ARBEITSAUFTRAG >>
Gib aus dem Auszug zur Modbus-Anbindung des Frequenzumrichters den Abschnitt wörtlich wieder, der mit „dann gibt es“ beginnt und bis einschließlich „alle eingestellt ?“ reicht.

AUSZUG >>
Den Status kannst du mit "WagoAppPlcModbus.WagoSysErrorBase.FbResult" auflösen
- Duplex prüfen
- Interface der RS485 prüfen

Holger


----------



## Captain Future (9 Dezember 2019)

Der AC 10 von Parker ist auf alle Fälle HalfDuplex (2-Draht A/B)
Mit Siemens habe ich die öfters im Einsatz über RTU.

Eine Besonderheit gibt es die mir sofort einfällt.
Wenn du per Modbus einen Wert sendest zb. Drehzahl 0 Hz und die Min. Drehzahl ist 0,5 Hz (Werkseinstellung)
dann gibt es einen Modbus Fehler. So ist es auf alle Fälle beim MB-Maste Bausein von Siemens.... nur zur Info

Hast du die Parameter im Umrichter alle eingestellt ?


----------



## Captain Future (9 Dezember 2019)

Das sind die Parameter die ich immer am Frequenzumrichter einstelle:

Basisparameter 
F111 - Maximalfrequenz
F112 - Minimalfrequenz 
F113 - Zielfrequenz

Laufsteuerungsparameter
F200 - Quelle des Startbefehls 3: MODBUS
F201 - Quelle des Stoppbefehls 3: MODBUS
F203 - Hauptfrequenzquelle 10: Modbus

Kommunikationsparameter
F900 - Kommunikationsadresse 1 - 255
F901 - Kommunikationsmodus 2= RTU
F902 - Stop Bit 1
F903 - Paritätsprüfung 0: Inaktiv 
F904 - Baudrate 3: 9600 / 4: 19200 / 5: 38400 / 6: 57600 
F905 - Kommunikations-Timeout 0,0 – 3000,0


----------



## Seppe (9 Dezember 2019)

DATENZEILEN >>
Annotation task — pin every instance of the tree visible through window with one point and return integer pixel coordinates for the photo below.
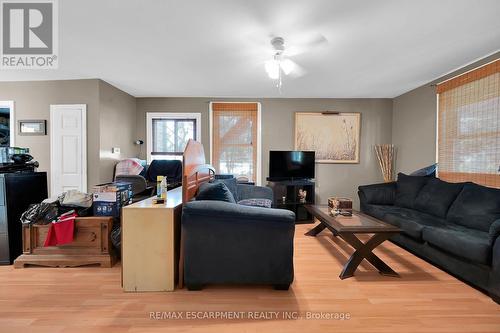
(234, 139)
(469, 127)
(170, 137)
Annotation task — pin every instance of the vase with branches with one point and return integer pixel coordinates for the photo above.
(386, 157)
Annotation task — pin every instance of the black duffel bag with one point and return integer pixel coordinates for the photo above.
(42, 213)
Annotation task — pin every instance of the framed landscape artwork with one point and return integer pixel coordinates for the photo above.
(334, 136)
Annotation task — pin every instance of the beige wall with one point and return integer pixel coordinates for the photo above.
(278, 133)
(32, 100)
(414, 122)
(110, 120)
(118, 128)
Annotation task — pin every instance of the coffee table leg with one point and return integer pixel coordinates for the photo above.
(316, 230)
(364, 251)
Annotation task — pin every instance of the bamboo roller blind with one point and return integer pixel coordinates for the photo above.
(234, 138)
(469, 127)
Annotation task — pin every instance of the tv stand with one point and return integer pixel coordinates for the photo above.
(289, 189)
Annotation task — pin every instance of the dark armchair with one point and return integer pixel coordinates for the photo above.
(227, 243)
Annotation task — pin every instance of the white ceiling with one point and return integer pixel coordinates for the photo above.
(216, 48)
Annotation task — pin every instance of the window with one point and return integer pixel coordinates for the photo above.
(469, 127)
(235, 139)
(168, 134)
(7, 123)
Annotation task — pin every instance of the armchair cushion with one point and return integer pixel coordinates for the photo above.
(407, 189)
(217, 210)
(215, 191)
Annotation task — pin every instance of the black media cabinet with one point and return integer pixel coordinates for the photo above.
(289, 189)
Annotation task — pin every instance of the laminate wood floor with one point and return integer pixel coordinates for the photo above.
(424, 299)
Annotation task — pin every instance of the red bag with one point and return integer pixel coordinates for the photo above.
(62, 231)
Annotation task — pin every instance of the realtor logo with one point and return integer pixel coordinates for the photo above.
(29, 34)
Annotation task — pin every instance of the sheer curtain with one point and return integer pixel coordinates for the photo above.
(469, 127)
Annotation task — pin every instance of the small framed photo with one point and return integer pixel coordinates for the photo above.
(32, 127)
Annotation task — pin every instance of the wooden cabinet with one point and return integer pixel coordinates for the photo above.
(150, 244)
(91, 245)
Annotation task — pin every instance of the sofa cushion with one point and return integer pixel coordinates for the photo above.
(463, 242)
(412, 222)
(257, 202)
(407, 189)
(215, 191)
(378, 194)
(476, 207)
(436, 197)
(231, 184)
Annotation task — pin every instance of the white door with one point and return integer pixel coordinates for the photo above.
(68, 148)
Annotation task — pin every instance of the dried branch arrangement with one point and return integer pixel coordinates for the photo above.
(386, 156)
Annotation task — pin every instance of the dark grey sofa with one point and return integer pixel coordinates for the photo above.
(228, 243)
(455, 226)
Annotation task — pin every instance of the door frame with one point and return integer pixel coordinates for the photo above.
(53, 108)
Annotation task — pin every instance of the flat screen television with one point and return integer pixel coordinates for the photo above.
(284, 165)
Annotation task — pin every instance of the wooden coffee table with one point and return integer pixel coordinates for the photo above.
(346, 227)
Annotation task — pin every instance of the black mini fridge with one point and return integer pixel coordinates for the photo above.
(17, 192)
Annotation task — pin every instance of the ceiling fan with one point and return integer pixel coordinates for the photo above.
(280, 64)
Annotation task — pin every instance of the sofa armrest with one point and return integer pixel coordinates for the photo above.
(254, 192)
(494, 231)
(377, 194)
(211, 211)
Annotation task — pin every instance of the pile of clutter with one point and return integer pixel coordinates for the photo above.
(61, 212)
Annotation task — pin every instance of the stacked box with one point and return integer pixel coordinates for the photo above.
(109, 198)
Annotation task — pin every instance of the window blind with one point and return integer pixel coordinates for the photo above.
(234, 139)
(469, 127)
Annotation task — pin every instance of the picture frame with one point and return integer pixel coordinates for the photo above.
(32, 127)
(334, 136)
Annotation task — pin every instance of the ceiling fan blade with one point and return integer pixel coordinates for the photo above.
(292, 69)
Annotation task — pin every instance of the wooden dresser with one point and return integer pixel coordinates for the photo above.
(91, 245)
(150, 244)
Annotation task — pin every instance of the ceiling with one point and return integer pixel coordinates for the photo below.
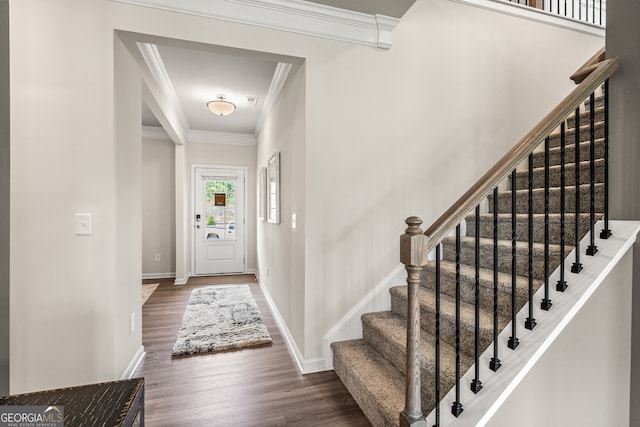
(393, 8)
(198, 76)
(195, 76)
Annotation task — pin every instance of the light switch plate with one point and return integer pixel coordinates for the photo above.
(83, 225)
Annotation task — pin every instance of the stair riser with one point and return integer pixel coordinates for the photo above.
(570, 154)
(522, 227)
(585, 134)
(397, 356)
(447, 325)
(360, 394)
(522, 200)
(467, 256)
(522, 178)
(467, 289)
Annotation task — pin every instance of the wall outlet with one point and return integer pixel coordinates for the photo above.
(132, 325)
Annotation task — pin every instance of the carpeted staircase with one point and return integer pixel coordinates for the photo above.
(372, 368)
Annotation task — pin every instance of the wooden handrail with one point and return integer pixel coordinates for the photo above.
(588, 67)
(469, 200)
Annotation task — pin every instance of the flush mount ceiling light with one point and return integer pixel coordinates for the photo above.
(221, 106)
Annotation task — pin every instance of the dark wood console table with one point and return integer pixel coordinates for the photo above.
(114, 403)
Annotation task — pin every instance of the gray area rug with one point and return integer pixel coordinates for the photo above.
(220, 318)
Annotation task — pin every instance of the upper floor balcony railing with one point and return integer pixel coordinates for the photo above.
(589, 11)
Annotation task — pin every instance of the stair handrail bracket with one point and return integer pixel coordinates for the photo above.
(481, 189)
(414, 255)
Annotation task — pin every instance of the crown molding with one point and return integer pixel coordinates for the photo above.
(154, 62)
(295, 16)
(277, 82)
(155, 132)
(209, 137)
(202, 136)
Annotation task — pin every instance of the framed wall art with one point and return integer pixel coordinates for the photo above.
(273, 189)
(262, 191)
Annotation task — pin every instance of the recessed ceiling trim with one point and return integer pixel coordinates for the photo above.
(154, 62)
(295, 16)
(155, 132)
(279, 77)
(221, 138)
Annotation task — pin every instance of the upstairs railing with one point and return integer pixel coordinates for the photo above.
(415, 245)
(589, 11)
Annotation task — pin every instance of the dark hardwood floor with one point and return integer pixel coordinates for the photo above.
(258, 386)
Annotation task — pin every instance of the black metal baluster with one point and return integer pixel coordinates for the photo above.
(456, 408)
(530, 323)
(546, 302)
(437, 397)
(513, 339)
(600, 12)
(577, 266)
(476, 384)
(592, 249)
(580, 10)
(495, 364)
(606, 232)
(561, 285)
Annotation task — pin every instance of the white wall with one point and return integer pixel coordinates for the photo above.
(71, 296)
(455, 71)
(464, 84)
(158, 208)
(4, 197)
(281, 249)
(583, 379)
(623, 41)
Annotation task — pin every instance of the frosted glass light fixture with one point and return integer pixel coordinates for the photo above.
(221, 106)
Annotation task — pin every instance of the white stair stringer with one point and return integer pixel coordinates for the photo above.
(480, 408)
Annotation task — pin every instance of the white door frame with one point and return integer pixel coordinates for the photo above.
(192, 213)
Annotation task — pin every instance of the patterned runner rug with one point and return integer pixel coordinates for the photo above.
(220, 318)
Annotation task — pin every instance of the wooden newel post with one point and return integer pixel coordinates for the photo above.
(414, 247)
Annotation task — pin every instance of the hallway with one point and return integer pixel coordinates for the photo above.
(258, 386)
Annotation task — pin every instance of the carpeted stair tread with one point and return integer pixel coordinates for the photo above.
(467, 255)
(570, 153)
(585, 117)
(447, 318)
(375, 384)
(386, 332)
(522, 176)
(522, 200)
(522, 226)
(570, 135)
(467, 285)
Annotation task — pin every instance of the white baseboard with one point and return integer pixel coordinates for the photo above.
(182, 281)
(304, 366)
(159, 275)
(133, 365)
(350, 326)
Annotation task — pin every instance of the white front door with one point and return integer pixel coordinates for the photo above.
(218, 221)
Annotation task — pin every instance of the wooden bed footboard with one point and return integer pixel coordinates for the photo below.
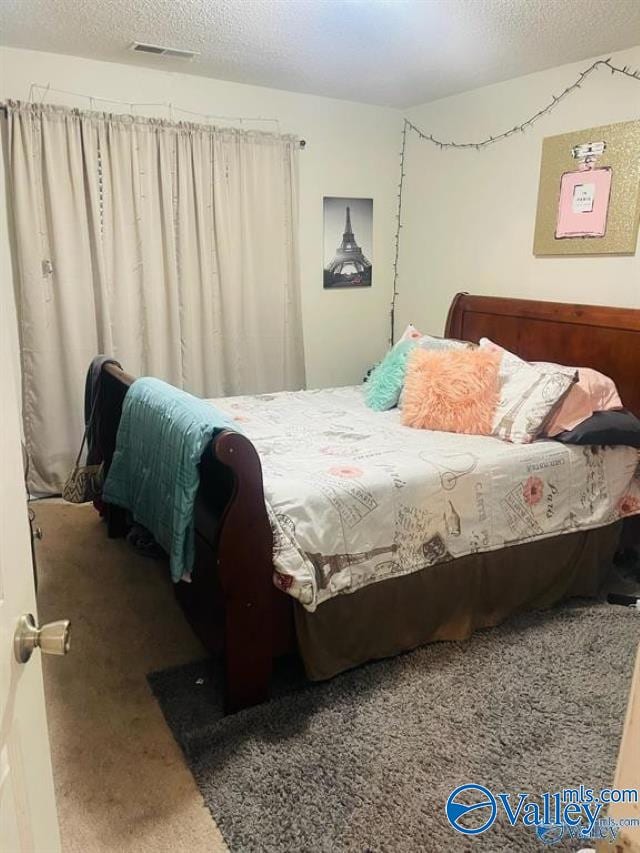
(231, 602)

ANTWORT ZUR AUFGABE >>
dann gibt es einen Modbus Fehler. So ist es auf alle Fälle beim MB-Maste Bausein von Siemens.... nur zur Info

Hast du die Parameter im Umrichter alle eingestellt ?